-- Extracted information start --

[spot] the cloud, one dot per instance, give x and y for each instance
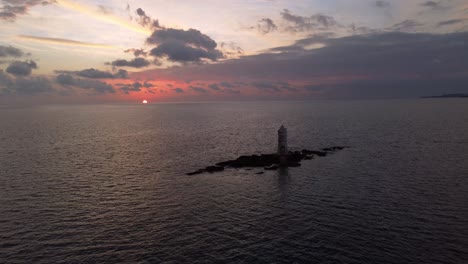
(451, 22)
(11, 9)
(61, 41)
(137, 52)
(273, 86)
(382, 3)
(198, 89)
(9, 51)
(266, 25)
(302, 23)
(21, 68)
(98, 87)
(97, 74)
(432, 4)
(24, 85)
(134, 87)
(145, 20)
(407, 25)
(135, 63)
(214, 86)
(381, 57)
(183, 45)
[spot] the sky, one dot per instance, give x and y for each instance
(211, 50)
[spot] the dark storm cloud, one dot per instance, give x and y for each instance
(391, 88)
(214, 86)
(183, 45)
(451, 22)
(11, 9)
(381, 3)
(145, 20)
(137, 52)
(21, 68)
(98, 87)
(198, 89)
(266, 25)
(407, 25)
(273, 86)
(382, 56)
(192, 36)
(432, 4)
(265, 85)
(302, 23)
(181, 52)
(135, 63)
(24, 85)
(97, 74)
(134, 87)
(10, 51)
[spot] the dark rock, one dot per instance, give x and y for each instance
(212, 169)
(272, 167)
(196, 172)
(269, 161)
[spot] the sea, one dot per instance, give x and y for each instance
(107, 183)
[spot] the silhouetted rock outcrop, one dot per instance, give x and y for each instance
(269, 161)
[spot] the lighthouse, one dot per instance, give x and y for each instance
(282, 141)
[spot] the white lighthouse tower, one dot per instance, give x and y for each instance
(282, 141)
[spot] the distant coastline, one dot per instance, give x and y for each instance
(447, 96)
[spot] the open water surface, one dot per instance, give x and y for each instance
(107, 183)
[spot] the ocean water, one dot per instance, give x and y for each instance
(107, 183)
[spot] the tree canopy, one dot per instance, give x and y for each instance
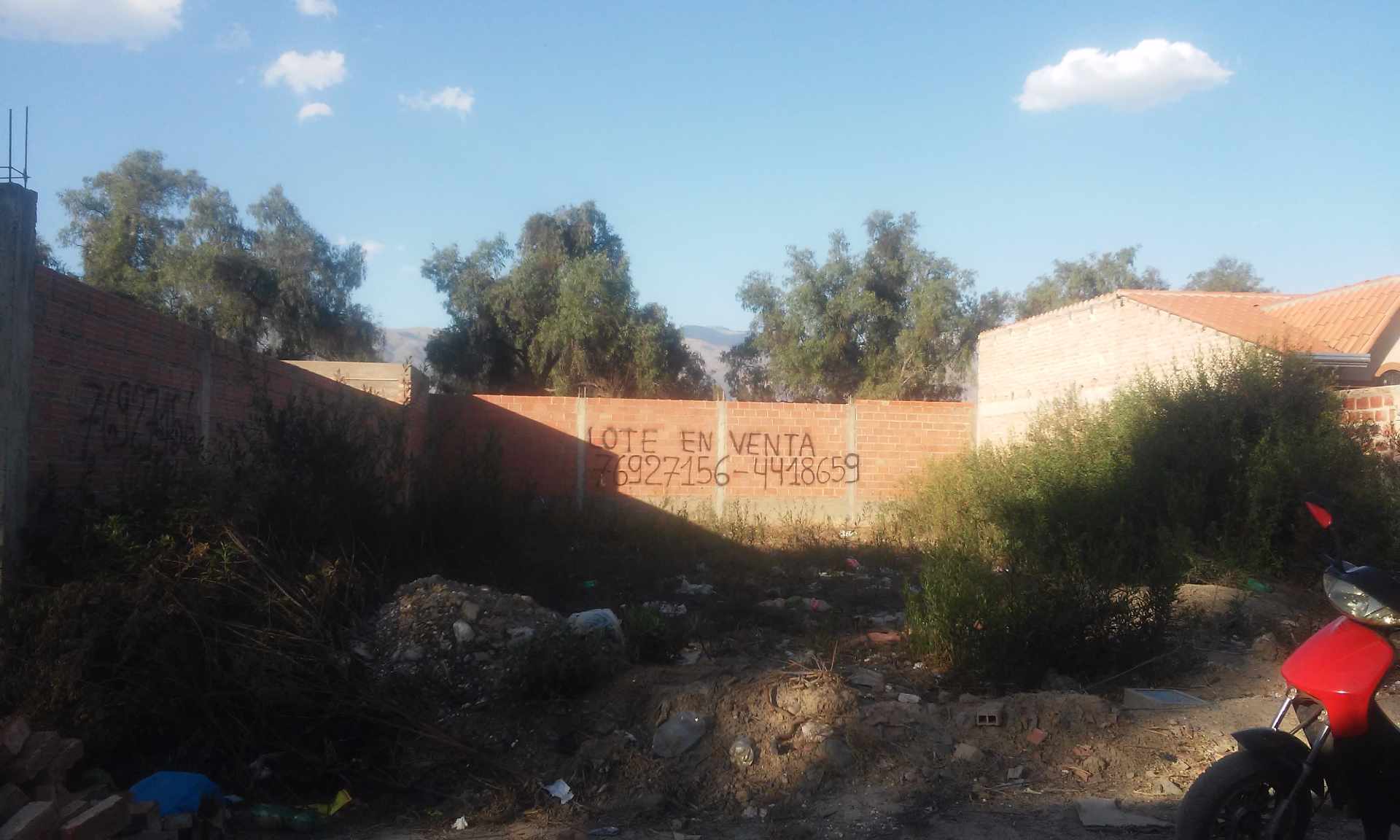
(1226, 275)
(556, 314)
(893, 321)
(1085, 279)
(175, 243)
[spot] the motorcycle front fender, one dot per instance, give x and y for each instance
(1281, 750)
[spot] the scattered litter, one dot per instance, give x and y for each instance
(867, 680)
(796, 602)
(838, 753)
(678, 734)
(691, 654)
(341, 800)
(1106, 814)
(688, 588)
(175, 793)
(593, 621)
(462, 630)
(560, 791)
(741, 752)
(992, 715)
(1158, 699)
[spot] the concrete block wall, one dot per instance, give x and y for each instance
(1086, 349)
(18, 258)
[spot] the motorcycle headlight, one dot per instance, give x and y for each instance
(1356, 602)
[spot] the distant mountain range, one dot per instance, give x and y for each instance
(408, 342)
(709, 342)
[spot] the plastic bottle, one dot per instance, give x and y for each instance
(741, 752)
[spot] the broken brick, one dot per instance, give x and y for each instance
(52, 793)
(69, 753)
(12, 800)
(36, 755)
(31, 822)
(146, 817)
(13, 734)
(98, 822)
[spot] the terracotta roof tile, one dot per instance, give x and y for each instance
(1350, 318)
(1237, 314)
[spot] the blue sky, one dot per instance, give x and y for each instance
(715, 135)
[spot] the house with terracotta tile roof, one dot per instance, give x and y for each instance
(1092, 348)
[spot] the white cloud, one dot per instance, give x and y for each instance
(448, 98)
(1151, 73)
(133, 23)
(316, 7)
(313, 111)
(370, 246)
(234, 39)
(307, 71)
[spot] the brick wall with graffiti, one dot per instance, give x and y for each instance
(822, 459)
(118, 388)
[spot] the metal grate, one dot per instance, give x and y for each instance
(13, 173)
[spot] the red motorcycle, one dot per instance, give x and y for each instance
(1351, 753)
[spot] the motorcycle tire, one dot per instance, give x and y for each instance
(1234, 798)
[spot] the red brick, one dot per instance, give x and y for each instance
(98, 822)
(33, 822)
(13, 735)
(70, 752)
(12, 800)
(38, 752)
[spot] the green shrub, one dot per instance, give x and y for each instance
(1065, 549)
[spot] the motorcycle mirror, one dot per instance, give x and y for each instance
(1321, 514)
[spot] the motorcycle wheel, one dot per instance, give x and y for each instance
(1235, 798)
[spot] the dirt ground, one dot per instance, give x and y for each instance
(853, 738)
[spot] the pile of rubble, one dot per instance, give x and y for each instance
(35, 803)
(462, 640)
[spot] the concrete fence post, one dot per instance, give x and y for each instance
(581, 450)
(852, 500)
(18, 262)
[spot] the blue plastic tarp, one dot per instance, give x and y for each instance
(175, 793)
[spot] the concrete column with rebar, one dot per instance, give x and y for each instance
(18, 262)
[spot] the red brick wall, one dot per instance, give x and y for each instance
(117, 384)
(704, 453)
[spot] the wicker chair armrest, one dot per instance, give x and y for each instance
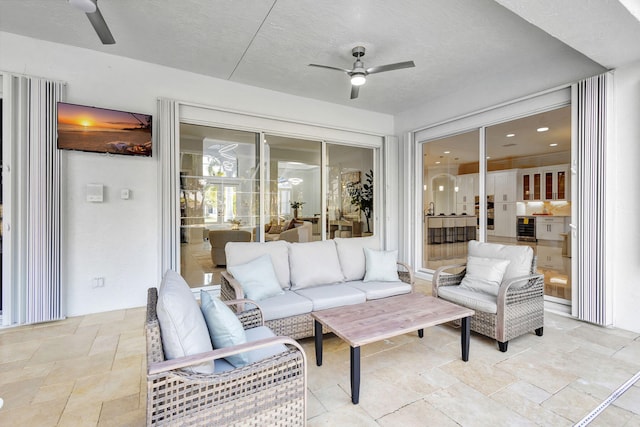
(533, 289)
(251, 314)
(405, 272)
(442, 278)
(186, 361)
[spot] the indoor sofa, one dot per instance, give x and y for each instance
(312, 276)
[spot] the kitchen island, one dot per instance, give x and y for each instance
(450, 228)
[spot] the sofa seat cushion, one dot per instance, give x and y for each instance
(377, 290)
(254, 334)
(242, 252)
(330, 296)
(351, 255)
(314, 264)
(285, 305)
(478, 301)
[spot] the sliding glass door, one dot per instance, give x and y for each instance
(219, 191)
(512, 180)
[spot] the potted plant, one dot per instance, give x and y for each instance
(362, 196)
(295, 206)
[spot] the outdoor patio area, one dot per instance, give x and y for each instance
(90, 371)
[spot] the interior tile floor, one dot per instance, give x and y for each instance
(90, 370)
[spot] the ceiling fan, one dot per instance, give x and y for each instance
(359, 74)
(90, 7)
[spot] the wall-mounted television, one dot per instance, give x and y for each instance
(101, 130)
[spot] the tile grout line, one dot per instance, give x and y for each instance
(608, 401)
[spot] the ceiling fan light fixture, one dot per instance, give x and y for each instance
(87, 6)
(358, 79)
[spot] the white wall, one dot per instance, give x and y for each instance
(623, 178)
(119, 239)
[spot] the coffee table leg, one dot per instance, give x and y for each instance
(355, 375)
(465, 337)
(318, 340)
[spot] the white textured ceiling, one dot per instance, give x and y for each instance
(454, 43)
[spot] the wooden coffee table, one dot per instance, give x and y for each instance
(377, 320)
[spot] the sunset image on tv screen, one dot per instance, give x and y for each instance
(103, 131)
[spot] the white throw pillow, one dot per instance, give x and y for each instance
(314, 263)
(182, 326)
(242, 252)
(484, 274)
(520, 256)
(258, 278)
(225, 329)
(351, 255)
(381, 266)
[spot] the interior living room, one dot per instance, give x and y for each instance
(423, 125)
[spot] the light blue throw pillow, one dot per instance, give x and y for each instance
(224, 327)
(258, 278)
(380, 266)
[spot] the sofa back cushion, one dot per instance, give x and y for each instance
(239, 253)
(258, 278)
(351, 255)
(182, 325)
(521, 257)
(314, 263)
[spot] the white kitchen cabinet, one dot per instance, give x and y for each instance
(467, 188)
(555, 181)
(550, 228)
(504, 185)
(505, 222)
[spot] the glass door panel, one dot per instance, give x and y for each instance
(219, 191)
(350, 200)
(292, 188)
(450, 197)
(519, 153)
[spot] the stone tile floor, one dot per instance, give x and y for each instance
(89, 371)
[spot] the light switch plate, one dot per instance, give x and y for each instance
(95, 193)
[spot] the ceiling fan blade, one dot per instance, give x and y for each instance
(354, 91)
(390, 67)
(100, 25)
(330, 68)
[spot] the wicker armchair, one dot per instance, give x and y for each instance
(269, 392)
(520, 304)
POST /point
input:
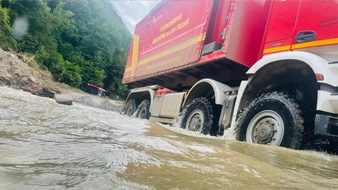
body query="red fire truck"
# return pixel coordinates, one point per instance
(261, 71)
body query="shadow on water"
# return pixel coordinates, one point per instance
(44, 145)
(207, 162)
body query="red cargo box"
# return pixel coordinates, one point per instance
(172, 36)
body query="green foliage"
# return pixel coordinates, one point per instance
(6, 41)
(79, 42)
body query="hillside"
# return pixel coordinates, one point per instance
(78, 42)
(23, 73)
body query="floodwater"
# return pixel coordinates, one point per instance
(44, 145)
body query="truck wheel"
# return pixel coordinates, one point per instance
(130, 108)
(272, 119)
(143, 110)
(197, 116)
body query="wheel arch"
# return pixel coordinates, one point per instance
(139, 95)
(294, 73)
(207, 88)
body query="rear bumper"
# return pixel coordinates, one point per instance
(326, 126)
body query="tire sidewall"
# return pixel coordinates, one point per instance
(282, 108)
(131, 105)
(204, 106)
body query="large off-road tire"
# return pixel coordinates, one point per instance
(130, 108)
(272, 119)
(143, 110)
(197, 116)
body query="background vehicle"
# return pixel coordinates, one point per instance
(259, 71)
(96, 90)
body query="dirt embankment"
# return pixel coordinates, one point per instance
(21, 72)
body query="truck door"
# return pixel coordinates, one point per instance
(317, 24)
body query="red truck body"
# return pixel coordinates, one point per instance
(266, 70)
(172, 36)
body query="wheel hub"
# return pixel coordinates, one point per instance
(266, 127)
(195, 121)
(263, 132)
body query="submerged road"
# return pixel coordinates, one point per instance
(44, 145)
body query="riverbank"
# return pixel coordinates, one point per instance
(23, 73)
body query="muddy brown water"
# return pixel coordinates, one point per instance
(44, 145)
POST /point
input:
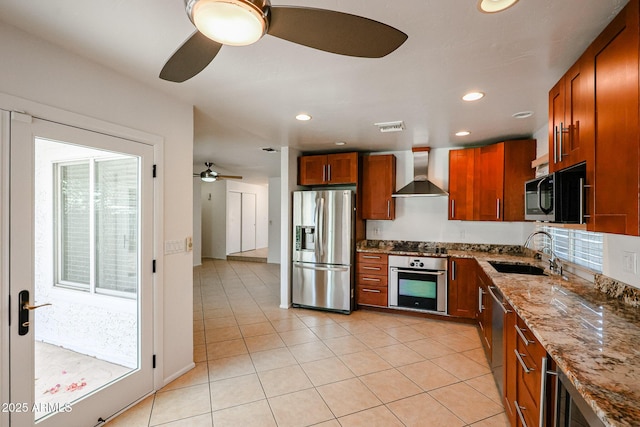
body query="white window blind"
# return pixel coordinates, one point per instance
(579, 247)
(97, 212)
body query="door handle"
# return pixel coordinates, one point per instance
(23, 312)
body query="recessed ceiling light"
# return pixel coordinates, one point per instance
(493, 6)
(473, 96)
(522, 115)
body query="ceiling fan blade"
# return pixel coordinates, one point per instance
(228, 176)
(334, 32)
(191, 58)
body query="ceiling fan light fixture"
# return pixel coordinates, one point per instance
(229, 22)
(493, 6)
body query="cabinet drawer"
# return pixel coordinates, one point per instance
(372, 295)
(372, 280)
(371, 258)
(372, 269)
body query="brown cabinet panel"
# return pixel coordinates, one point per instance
(571, 116)
(487, 183)
(461, 184)
(371, 279)
(378, 185)
(341, 168)
(614, 170)
(463, 290)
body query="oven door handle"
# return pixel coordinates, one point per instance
(424, 272)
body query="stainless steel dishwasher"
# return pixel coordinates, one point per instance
(498, 311)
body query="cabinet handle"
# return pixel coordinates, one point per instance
(519, 410)
(524, 365)
(555, 144)
(526, 340)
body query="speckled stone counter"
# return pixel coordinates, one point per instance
(591, 332)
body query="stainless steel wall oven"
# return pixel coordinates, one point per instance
(418, 283)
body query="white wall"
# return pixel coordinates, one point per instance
(214, 215)
(214, 219)
(275, 225)
(425, 218)
(197, 222)
(37, 71)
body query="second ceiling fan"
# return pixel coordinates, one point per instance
(243, 22)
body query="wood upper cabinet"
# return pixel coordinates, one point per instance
(489, 183)
(378, 185)
(371, 279)
(496, 183)
(614, 167)
(571, 116)
(461, 184)
(340, 168)
(463, 291)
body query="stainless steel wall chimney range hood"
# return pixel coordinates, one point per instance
(420, 186)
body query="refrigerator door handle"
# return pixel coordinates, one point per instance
(320, 268)
(321, 236)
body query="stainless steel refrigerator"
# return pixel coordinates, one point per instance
(323, 246)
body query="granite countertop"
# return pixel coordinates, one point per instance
(593, 337)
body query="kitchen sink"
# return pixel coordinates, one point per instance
(507, 267)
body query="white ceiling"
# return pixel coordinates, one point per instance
(247, 97)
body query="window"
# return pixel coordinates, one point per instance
(97, 225)
(579, 247)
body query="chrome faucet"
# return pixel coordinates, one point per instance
(554, 262)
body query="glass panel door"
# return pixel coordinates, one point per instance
(81, 204)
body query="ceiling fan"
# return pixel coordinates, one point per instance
(243, 22)
(211, 176)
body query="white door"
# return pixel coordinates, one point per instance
(248, 222)
(234, 222)
(81, 242)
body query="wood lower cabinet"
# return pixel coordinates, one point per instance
(484, 311)
(378, 186)
(371, 279)
(494, 191)
(463, 290)
(339, 168)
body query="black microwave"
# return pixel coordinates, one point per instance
(557, 197)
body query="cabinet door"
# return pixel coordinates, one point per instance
(312, 170)
(579, 114)
(463, 290)
(556, 120)
(510, 374)
(614, 192)
(489, 182)
(342, 168)
(518, 155)
(461, 164)
(378, 185)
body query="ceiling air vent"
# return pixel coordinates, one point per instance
(391, 126)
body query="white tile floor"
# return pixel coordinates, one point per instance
(259, 365)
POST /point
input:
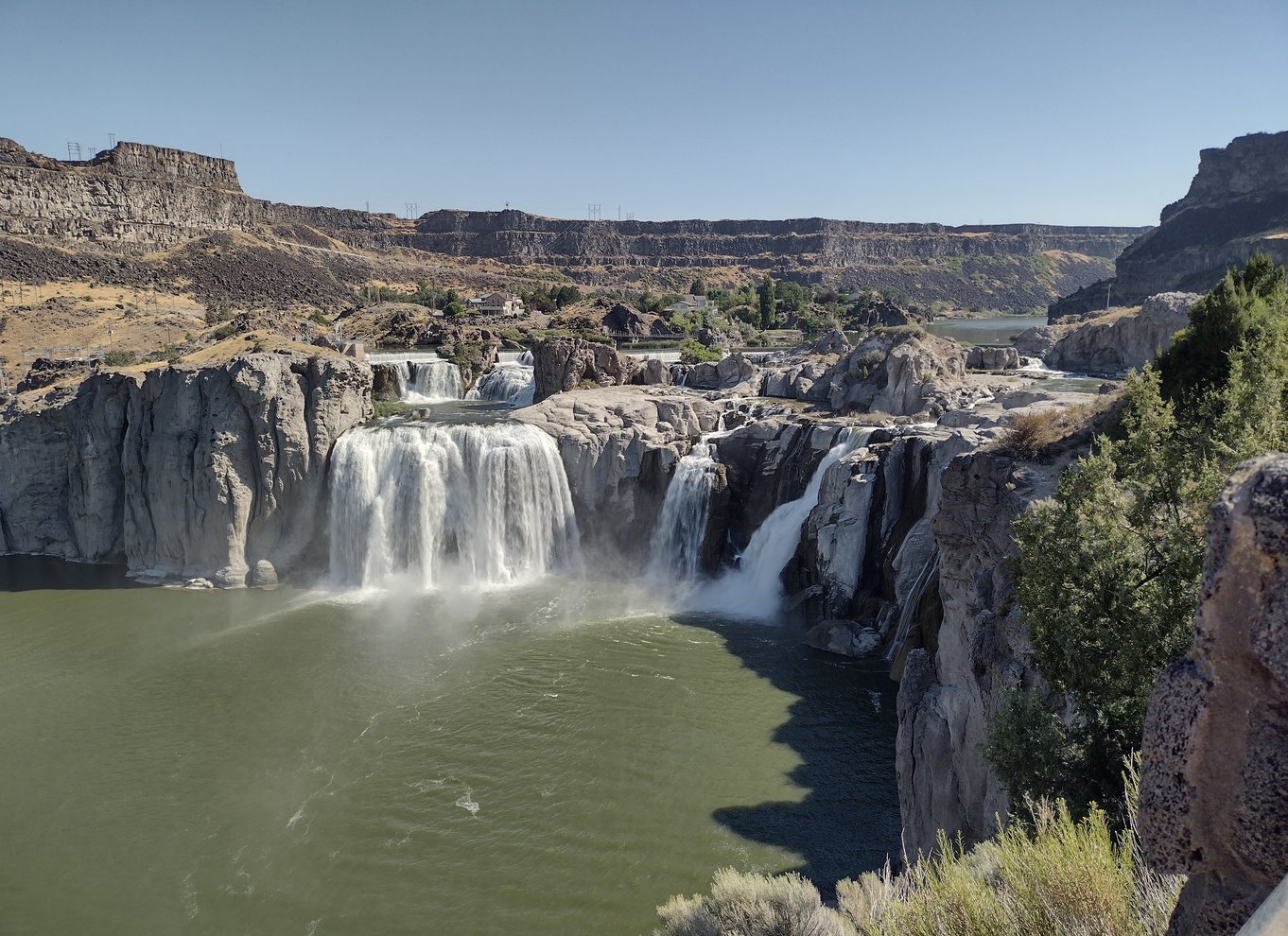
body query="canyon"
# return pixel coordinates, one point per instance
(860, 488)
(106, 217)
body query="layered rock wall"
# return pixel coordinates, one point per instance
(1237, 206)
(1213, 803)
(181, 473)
(1112, 344)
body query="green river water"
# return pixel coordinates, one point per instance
(552, 758)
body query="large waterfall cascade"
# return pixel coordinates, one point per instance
(436, 505)
(508, 381)
(754, 589)
(676, 545)
(423, 377)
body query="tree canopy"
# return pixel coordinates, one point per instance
(1108, 570)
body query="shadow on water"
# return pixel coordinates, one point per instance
(843, 728)
(39, 573)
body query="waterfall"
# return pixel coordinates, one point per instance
(427, 381)
(755, 589)
(508, 381)
(437, 505)
(676, 546)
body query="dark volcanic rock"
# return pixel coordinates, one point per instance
(1237, 206)
(45, 371)
(1213, 804)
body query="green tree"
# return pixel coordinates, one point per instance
(1108, 570)
(696, 353)
(1241, 310)
(767, 295)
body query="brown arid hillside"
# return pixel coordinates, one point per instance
(159, 251)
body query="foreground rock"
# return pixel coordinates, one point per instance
(1213, 801)
(181, 473)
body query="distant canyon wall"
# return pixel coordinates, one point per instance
(1237, 206)
(149, 196)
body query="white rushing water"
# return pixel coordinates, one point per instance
(427, 381)
(508, 381)
(433, 505)
(755, 589)
(676, 545)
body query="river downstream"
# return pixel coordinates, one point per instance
(543, 758)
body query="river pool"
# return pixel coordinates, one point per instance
(550, 758)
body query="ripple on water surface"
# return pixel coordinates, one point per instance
(540, 760)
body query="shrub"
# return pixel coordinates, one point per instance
(1028, 434)
(120, 358)
(1050, 875)
(753, 905)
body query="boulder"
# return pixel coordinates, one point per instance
(981, 358)
(563, 365)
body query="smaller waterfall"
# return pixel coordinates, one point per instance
(434, 505)
(508, 381)
(427, 381)
(755, 589)
(676, 546)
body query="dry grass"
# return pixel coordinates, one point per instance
(1049, 875)
(1031, 434)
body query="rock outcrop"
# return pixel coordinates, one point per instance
(1114, 342)
(618, 445)
(1213, 801)
(868, 561)
(182, 473)
(563, 365)
(1237, 206)
(953, 682)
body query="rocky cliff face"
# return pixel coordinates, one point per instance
(1237, 206)
(530, 238)
(181, 473)
(137, 193)
(1212, 801)
(1112, 344)
(142, 195)
(618, 445)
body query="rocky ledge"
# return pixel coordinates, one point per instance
(1213, 803)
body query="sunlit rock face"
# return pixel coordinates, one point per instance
(181, 473)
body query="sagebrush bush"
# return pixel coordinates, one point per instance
(1046, 875)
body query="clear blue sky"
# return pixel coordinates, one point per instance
(1074, 113)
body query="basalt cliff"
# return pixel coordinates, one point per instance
(181, 473)
(1237, 206)
(92, 219)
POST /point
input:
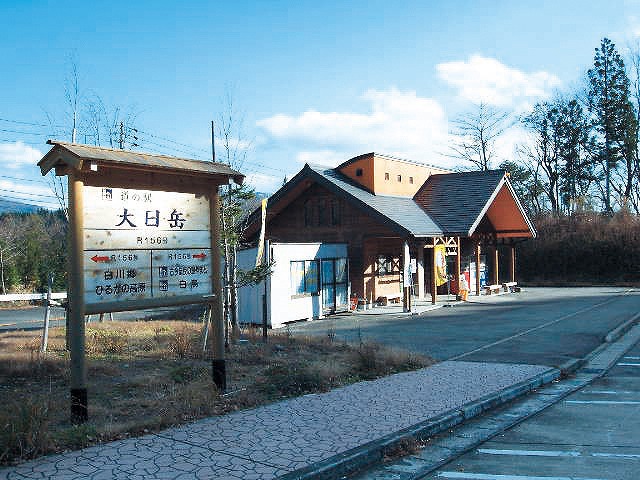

-- Extracted information end --

Exercise instructions: Quote the lines from the one containing "[spot] the tree" up to and including the one containing "(1281, 750)", leaving out any pictures.

Worked answer:
[spot] the tree canopy, one dot per instance, give x and y for each instance
(1226, 275)
(556, 314)
(893, 321)
(1085, 279)
(175, 243)
[spot] the motorcycle front fender, one dot per instance, give x and y for each instance
(1281, 750)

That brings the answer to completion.